• **Reading passage**:
------------------------------------------------------------------------

Oops! That should say 1 cup to every two gallons! Sorry!

Reply

Although I haven't tried this recipe yet(and it sounds quite intriguing btw), I have some minor suggestions. I spend a good amount of my time managing a restaurant kitchen spearheading the brining/curing/meat manipulation side of things. In my experience a good 24-48 hour brine on whole poultry adds an amazing amount of flavor and juicyness, as the salt performs it's cell osmosis magic and fills the birds full of goodness. In regards to your concerns with acidity- try cold brewing the coffee(steep over night), it produces a profoundly lessened acidity and heightens the subtle background notes of the brew. Lightly heating the cold brewed coffee with the other ingredients will help infuse the flavors. Im fairly certain you could maintain the same ratios. Also -I've found a cup of salt to a gallon of brine is a pretty favorable scale, as you might have to have to adjust for the lack of ice. Hope this helps! Thanks for sharing your creations, and I look forward to trying this recipe:)

Img_1958 Reply

Thanks, brainsausage! I look forward to making this with your suggestions. Hope you enjoy it if you give it a try.

Smokin_tokyo Reply

I made this last night and it was Wonderful! Such an imagination, gingerroor, coffee and oranges are my new love. Thank you for a great recipe.

Img_1958 Reply

So glad you enjoyed it, BoulderGalinTokyo! Thanks for letting me know.

Photo_squirrel Reply

p.s. have you tried brining it longer, and if so, how did that change the flavor?And...(trying to think outside of the box, as you have) I wonder what it would be like to sub the star anise and clove with cumin?..... hmm, coffee and cumin? thanks again.

Img_1958 Reply

I have not tried brining it longer...my only concern would be that coffee might make it bitter in an unpleasant way. Using another spice combination (I've made an unbrined milk braised chicken with black cardamom and coriander http://www.food52.com/recipes/9250_fragrant_braised_chicken and love your idea of clove and cumin) could be phenomenal. Keep me posted!

Photo_squirrel Reply

gingerroot, i have just discovered this recipe and am most intrigued. Would you plse tell me about the milk component ? >> I am a big fan of the Pork cooked in Milk in paula wolfert's Cooking of SW France, but that milk cooks down, with the mirepoix of carrot and leek, and gets pureed and served as a thickened sauce over the pork. Does your milk cook down to make a thicker sauce or do you toss it/reuse it? Had you considered a carrot/leek (or other) base under the chicken? what innovative thinking on your part!

------------------------------------------------------------------------

• **Supplied records**:
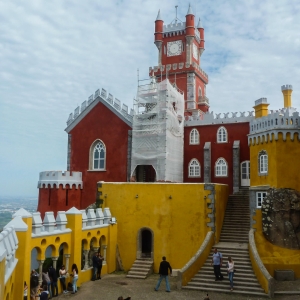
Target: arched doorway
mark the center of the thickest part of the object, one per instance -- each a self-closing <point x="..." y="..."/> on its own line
<point x="145" y="243"/>
<point x="145" y="173"/>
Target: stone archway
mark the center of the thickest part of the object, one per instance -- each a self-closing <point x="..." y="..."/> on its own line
<point x="145" y="243"/>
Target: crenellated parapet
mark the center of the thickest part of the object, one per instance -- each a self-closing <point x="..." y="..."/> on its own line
<point x="210" y="118"/>
<point x="179" y="67"/>
<point x="284" y="121"/>
<point x="73" y="230"/>
<point x="108" y="98"/>
<point x="8" y="247"/>
<point x="56" y="178"/>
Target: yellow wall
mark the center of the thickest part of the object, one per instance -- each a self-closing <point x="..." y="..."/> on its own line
<point x="272" y="256"/>
<point x="283" y="172"/>
<point x="179" y="223"/>
<point x="71" y="241"/>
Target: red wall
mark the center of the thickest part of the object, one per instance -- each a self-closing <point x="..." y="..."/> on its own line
<point x="208" y="133"/>
<point x="103" y="124"/>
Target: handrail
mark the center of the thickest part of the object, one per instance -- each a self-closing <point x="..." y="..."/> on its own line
<point x="196" y="262"/>
<point x="265" y="279"/>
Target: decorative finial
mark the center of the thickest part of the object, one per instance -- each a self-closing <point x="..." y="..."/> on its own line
<point x="158" y="18"/>
<point x="199" y="24"/>
<point x="190" y="12"/>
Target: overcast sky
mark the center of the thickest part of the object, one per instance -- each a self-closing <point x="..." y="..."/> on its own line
<point x="55" y="54"/>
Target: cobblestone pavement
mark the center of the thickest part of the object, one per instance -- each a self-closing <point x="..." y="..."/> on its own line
<point x="111" y="286"/>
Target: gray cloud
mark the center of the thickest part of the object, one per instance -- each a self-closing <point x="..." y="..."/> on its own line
<point x="54" y="54"/>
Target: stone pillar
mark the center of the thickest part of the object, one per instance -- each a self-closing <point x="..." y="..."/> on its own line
<point x="236" y="166"/>
<point x="54" y="259"/>
<point x="207" y="162"/>
<point x="41" y="262"/>
<point x="86" y="259"/>
<point x="104" y="247"/>
<point x="67" y="257"/>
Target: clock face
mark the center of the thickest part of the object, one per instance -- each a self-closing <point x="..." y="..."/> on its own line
<point x="195" y="51"/>
<point x="174" y="48"/>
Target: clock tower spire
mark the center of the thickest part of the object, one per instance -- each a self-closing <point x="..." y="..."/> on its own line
<point x="180" y="46"/>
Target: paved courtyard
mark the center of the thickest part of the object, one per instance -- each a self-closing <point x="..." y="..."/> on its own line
<point x="110" y="287"/>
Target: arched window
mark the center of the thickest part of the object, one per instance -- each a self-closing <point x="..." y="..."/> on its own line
<point x="222" y="135"/>
<point x="221" y="168"/>
<point x="263" y="162"/>
<point x="194" y="168"/>
<point x="98" y="156"/>
<point x="194" y="137"/>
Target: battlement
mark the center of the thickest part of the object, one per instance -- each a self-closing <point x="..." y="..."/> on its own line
<point x="286" y="87"/>
<point x="27" y="232"/>
<point x="261" y="101"/>
<point x="211" y="118"/>
<point x="58" y="177"/>
<point x="174" y="27"/>
<point x="179" y="66"/>
<point x="108" y="98"/>
<point x="286" y="118"/>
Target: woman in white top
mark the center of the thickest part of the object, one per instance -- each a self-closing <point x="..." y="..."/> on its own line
<point x="75" y="278"/>
<point x="230" y="271"/>
<point x="62" y="277"/>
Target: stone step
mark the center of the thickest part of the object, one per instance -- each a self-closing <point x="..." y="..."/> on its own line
<point x="135" y="276"/>
<point x="139" y="273"/>
<point x="211" y="277"/>
<point x="208" y="289"/>
<point x="225" y="283"/>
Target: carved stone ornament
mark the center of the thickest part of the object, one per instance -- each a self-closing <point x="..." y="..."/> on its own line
<point x="281" y="217"/>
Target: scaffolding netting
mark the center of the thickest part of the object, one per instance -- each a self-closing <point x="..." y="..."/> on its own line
<point x="157" y="130"/>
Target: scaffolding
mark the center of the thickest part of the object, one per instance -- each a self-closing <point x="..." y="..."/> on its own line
<point x="157" y="131"/>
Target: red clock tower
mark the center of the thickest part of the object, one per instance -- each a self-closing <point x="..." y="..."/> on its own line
<point x="180" y="46"/>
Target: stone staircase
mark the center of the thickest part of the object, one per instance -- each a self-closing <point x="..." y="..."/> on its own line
<point x="141" y="268"/>
<point x="233" y="242"/>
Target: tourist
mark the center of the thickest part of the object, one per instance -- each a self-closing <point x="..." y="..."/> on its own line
<point x="100" y="261"/>
<point x="44" y="294"/>
<point x="75" y="278"/>
<point x="25" y="291"/>
<point x="95" y="266"/>
<point x="53" y="277"/>
<point x="230" y="271"/>
<point x="46" y="279"/>
<point x="163" y="272"/>
<point x="217" y="263"/>
<point x="34" y="284"/>
<point x="62" y="278"/>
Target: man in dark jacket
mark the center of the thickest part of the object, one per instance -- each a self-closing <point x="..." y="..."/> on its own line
<point x="163" y="272"/>
<point x="53" y="277"/>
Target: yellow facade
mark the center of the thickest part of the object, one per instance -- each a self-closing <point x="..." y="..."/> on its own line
<point x="283" y="171"/>
<point x="71" y="240"/>
<point x="177" y="214"/>
<point x="277" y="136"/>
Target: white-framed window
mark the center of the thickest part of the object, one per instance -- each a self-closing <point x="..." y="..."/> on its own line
<point x="259" y="198"/>
<point x="222" y="135"/>
<point x="200" y="92"/>
<point x="221" y="168"/>
<point x="97" y="156"/>
<point x="263" y="162"/>
<point x="194" y="168"/>
<point x="194" y="137"/>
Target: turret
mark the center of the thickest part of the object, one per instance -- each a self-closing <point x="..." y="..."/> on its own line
<point x="201" y="32"/>
<point x="261" y="108"/>
<point x="158" y="35"/>
<point x="287" y="95"/>
<point x="190" y="22"/>
<point x="59" y="191"/>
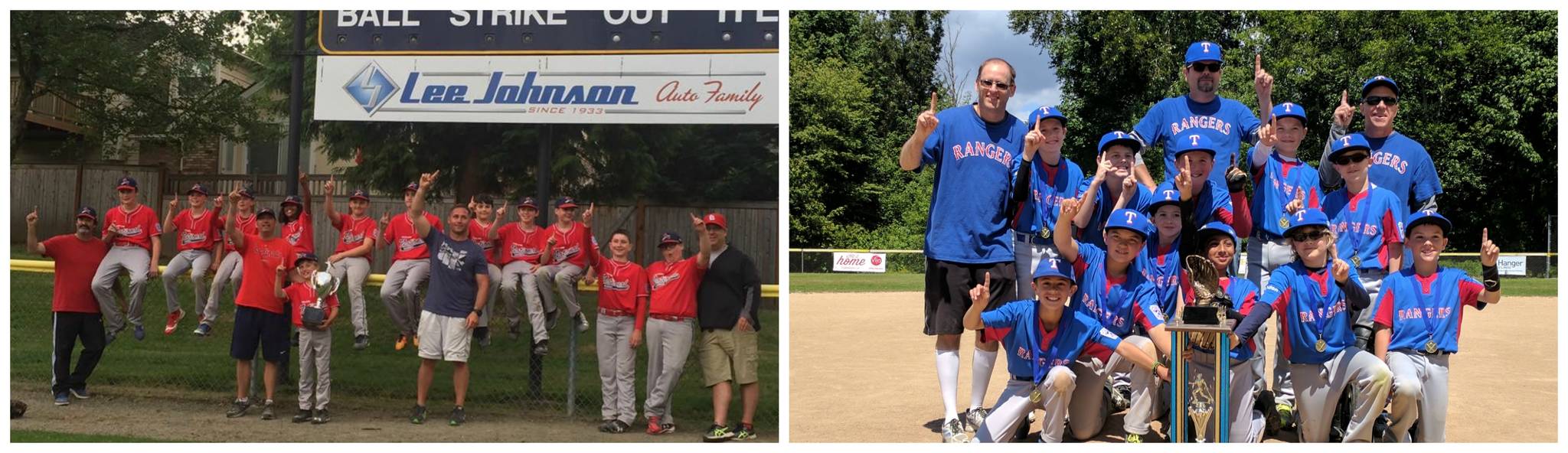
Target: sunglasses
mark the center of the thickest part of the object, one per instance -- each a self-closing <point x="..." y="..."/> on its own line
<point x="1313" y="236"/>
<point x="1349" y="158"/>
<point x="993" y="83"/>
<point x="1206" y="67"/>
<point x="1380" y="99"/>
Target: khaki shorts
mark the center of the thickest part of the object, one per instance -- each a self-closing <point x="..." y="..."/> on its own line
<point x="728" y="357"/>
<point x="443" y="337"/>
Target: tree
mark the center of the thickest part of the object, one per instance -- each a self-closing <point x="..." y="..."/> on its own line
<point x="132" y="74"/>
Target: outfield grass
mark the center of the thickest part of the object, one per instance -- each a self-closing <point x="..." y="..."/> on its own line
<point x="378" y="375"/>
<point x="916" y="282"/>
<point x="18" y="436"/>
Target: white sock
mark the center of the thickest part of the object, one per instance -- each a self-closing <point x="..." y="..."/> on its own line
<point x="984" y="361"/>
<point x="948" y="378"/>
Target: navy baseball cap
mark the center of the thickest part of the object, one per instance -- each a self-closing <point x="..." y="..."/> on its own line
<point x="1129" y="220"/>
<point x="1429" y="217"/>
<point x="1349" y="143"/>
<point x="1117" y="137"/>
<point x="1194" y="142"/>
<point x="1203" y="51"/>
<point x="1286" y="110"/>
<point x="1216" y="228"/>
<point x="1379" y="80"/>
<point x="1165" y="193"/>
<point x="1305" y="218"/>
<point x="1044" y="112"/>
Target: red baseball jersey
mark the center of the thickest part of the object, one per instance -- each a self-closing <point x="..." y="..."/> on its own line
<point x="259" y="272"/>
<point x="673" y="287"/>
<point x="247" y="226"/>
<point x="353" y="233"/>
<point x="197" y="233"/>
<point x="480" y="234"/>
<point x="302" y="234"/>
<point x="137" y="226"/>
<point x="573" y="245"/>
<point x="302" y="295"/>
<point x="407" y="242"/>
<point x="521" y="245"/>
<point x="76" y="262"/>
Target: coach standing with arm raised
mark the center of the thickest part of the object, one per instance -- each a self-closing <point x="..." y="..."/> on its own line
<point x="975" y="151"/>
<point x="459" y="287"/>
<point x="727" y="309"/>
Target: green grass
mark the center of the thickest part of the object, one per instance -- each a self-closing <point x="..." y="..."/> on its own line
<point x="375" y="376"/>
<point x="51" y="436"/>
<point x="916" y="282"/>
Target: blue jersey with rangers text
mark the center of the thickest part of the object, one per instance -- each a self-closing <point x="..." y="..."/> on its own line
<point x="1116" y="303"/>
<point x="1227" y="121"/>
<point x="1027" y="345"/>
<point x="974" y="162"/>
<point x="1310" y="306"/>
<point x="1423" y="309"/>
<point x="1364" y="224"/>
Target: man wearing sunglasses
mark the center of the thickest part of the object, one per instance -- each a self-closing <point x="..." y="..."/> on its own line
<point x="975" y="151"/>
<point x="1399" y="164"/>
<point x="1227" y="121"/>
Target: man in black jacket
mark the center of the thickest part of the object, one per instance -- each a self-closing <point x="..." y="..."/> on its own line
<point x="727" y="309"/>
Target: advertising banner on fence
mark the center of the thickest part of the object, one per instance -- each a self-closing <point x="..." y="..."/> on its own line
<point x="1511" y="266"/>
<point x="722" y="88"/>
<point x="858" y="262"/>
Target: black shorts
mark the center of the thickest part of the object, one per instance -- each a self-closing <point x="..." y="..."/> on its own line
<point x="259" y="328"/>
<point x="948" y="287"/>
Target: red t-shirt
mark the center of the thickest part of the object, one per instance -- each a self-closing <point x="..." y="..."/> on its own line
<point x="76" y="264"/>
<point x="302" y="234"/>
<point x="571" y="245"/>
<point x="302" y="295"/>
<point x="673" y="287"/>
<point x="480" y="236"/>
<point x="137" y="228"/>
<point x="197" y="233"/>
<point x="247" y="226"/>
<point x="259" y="272"/>
<point x="408" y="245"/>
<point x="521" y="245"/>
<point x="353" y="233"/>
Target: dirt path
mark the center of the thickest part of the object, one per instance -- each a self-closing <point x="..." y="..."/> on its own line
<point x="162" y="414"/>
<point x="861" y="357"/>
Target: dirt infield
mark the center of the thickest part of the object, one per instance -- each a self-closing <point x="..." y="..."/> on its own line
<point x="861" y="357"/>
<point x="187" y="417"/>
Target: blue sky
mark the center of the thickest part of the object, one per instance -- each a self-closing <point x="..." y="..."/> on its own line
<point x="985" y="35"/>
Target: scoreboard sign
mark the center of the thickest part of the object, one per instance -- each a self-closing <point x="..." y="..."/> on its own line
<point x="540" y="31"/>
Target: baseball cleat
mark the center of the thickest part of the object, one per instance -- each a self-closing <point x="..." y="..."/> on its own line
<point x="175" y="321"/>
<point x="954" y="432"/>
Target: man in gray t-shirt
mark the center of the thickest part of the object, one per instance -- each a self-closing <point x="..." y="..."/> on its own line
<point x="459" y="285"/>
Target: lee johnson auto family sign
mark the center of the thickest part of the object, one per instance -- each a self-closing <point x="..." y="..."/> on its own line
<point x="549" y="67"/>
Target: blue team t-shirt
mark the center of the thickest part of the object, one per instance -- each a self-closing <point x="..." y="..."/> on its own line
<point x="1225" y="121"/>
<point x="975" y="162"/>
<point x="453" y="267"/>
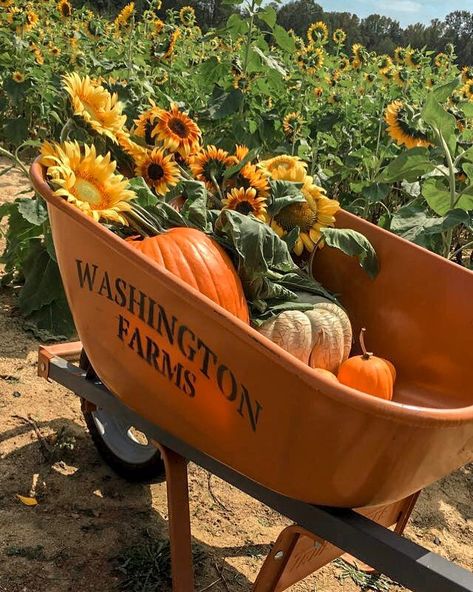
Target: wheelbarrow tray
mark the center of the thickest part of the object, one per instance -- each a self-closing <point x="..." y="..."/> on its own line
<point x="185" y="364"/>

------------------------------------------------------------------------

• **Given problem 1**:
In the chicken recipe comments, how long a brine on whole poultry does the commenter who manages a restaurant kitchen recommend?
• **Given problem 2**:
Reproduce the chicken recipe comments from the words "I have not tried" through the words "on your part!".
• **Given problem 3**:
Proceed with the chicken recipe comments from the point where they stop.
The data above are separate material, apart from the chicken recipe comments.

• **Task output 1**:
A 24-48 hour brine.

• **Task output 2**:
I have not tried brining it longer...my only concern would be that coffee might make it bitter in an unpleasant way. Using another spice combination (I've made an unbrined milk braised chicken with black cardamom and coriander http://www.food52.com/recipes/9250_fragrant_braised_chicken and love your idea of clove and cumin) could be phenomenal. Keep me posted!

Photo_squirrel Reply

gingerroot, i have just discovered this recipe and am most intrigued. Would you plse tell me about the milk component ? >> I am a big fan of the Pork cooked in Milk in paula wolfert's Cooking of SW France, but that milk cooks down, with the mirepoix of carrot and leek, and gets pureed and served as a thickened sauce over the pork. Does your milk cook down to make a thicker sauce or do you toss it/reuse it? Had you considered a carrot/leek (or other) base under the chicken? what innovative thinking on your part!

• **Task output 3**:
Img_1958 Reply

Hi LBF, Thanks for your comments! I've never made Paula Wolfert's milk braised pork, but I can tell you that I have always used the milk/drippings, whether simply spooning it on the meat from the pot or making a nice gravy. It has such great flavor. I had not considered a vegetable base under the chicken but I would imagine that it would work in the same way - that you could puree it after for a lovely sauce (though you might want to separate out some of the excess fat). You have me curious now, and I think I'll try adding some leeks under the chicken the next time I make it! Thanks again and Happy New Year.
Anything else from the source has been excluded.